Provided information —

---*---

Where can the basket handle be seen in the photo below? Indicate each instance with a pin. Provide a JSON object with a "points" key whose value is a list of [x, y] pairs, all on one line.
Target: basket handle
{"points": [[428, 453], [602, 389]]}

---*---

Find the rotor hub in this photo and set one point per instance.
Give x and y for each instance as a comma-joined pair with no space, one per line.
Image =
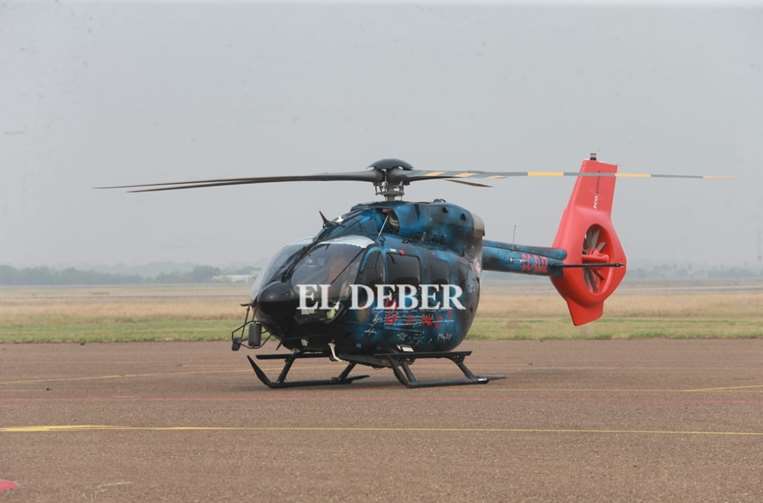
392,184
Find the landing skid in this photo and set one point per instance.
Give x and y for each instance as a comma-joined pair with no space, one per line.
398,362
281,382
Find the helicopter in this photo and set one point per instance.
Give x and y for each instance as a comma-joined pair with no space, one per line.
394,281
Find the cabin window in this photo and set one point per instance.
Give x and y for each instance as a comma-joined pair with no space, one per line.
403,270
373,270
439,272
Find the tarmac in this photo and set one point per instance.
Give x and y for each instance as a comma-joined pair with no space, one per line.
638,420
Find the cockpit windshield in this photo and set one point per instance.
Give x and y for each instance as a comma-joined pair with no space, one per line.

---*---

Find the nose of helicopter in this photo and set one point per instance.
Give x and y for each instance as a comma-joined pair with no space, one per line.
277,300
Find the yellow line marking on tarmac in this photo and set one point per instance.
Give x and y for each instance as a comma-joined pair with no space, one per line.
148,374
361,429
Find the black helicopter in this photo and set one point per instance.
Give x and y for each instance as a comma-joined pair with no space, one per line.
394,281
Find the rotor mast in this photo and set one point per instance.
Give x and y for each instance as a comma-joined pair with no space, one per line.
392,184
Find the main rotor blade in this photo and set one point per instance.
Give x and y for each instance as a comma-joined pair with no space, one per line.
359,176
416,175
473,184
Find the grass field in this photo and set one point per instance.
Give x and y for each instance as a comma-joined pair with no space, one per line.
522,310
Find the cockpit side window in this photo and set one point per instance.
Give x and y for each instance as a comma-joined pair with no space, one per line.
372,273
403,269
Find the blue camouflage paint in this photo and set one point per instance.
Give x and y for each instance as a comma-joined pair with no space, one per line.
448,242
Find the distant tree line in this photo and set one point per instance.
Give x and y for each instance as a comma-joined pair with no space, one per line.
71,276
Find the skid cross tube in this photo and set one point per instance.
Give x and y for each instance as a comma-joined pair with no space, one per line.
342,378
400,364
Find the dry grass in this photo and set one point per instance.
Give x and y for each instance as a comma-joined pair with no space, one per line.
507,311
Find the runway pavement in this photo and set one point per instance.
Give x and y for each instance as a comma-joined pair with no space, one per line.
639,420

---*---

Copy out each line in the records above that contains the string "cockpit". The match is case-sensitive.

Final result —
Find the cockpit windshield in this photo and set one point per instance.
Find the cockpit side window in this photo and set one point per instance.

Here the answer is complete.